• [Brief]: Format the records from the start up to and including the line with "instruction: mark the region of every instance of the tree" as a Markdown table with a column Row for the row number and a column Entry for the line, leaving out any blank lines.

• [Dataset extract]:
----------------
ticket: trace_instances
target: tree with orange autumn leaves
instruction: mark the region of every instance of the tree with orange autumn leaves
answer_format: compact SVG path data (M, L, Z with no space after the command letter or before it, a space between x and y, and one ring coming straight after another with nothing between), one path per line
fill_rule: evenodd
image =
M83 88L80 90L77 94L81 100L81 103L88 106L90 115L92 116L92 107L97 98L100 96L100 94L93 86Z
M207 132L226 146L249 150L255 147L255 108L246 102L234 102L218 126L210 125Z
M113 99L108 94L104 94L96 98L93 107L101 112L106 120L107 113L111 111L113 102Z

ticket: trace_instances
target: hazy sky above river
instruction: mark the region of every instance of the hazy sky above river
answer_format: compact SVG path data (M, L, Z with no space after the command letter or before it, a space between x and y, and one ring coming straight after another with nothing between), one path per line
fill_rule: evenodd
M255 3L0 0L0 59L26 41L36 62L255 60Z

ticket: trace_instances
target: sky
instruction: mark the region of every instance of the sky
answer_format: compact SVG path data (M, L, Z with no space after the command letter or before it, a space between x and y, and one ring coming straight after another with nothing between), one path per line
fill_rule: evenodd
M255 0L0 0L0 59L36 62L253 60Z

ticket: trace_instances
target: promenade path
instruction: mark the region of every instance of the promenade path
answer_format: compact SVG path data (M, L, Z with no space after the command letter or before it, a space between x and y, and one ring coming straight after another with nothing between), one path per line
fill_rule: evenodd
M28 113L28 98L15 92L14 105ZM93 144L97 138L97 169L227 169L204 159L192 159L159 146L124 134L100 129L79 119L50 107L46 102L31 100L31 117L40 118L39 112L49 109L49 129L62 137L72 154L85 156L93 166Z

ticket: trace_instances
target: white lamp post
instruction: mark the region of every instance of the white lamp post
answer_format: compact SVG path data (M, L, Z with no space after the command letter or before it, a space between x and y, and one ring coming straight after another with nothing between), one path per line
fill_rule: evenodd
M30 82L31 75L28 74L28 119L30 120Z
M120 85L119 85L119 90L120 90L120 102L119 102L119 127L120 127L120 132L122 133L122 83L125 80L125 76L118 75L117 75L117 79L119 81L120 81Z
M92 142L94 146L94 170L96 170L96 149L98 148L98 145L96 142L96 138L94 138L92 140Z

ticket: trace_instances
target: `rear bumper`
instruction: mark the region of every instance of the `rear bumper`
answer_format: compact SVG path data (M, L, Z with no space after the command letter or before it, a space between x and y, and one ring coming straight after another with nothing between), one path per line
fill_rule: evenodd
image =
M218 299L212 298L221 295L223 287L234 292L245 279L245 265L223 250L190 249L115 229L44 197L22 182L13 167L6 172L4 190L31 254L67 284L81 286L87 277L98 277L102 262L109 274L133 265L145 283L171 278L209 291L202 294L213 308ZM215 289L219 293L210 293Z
----------------
• [Answer to this problem]:
| Row | Entry |
|---|---|
| 1 | ticket: trace_instances |
| 2 | target: tree with orange autumn leaves |
| 3 | instruction: mark the region of every instance of the tree with orange autumn leaves |